## BEGIN

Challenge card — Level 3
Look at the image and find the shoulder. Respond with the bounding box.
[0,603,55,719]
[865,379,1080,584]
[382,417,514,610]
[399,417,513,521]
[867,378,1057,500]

## END

**Exercise instructions**
Reproduce every line of the listing above, keeping the request lines, and shift each bounding box coordinate up by 119.

**Result of this task**
Challenge card — Level 3
Look at the image and find the shoulder. Respond with the bounding box.
[119,722,174,838]
[984,498,1199,703]
[501,536,633,729]
[518,536,632,640]
[986,497,1176,619]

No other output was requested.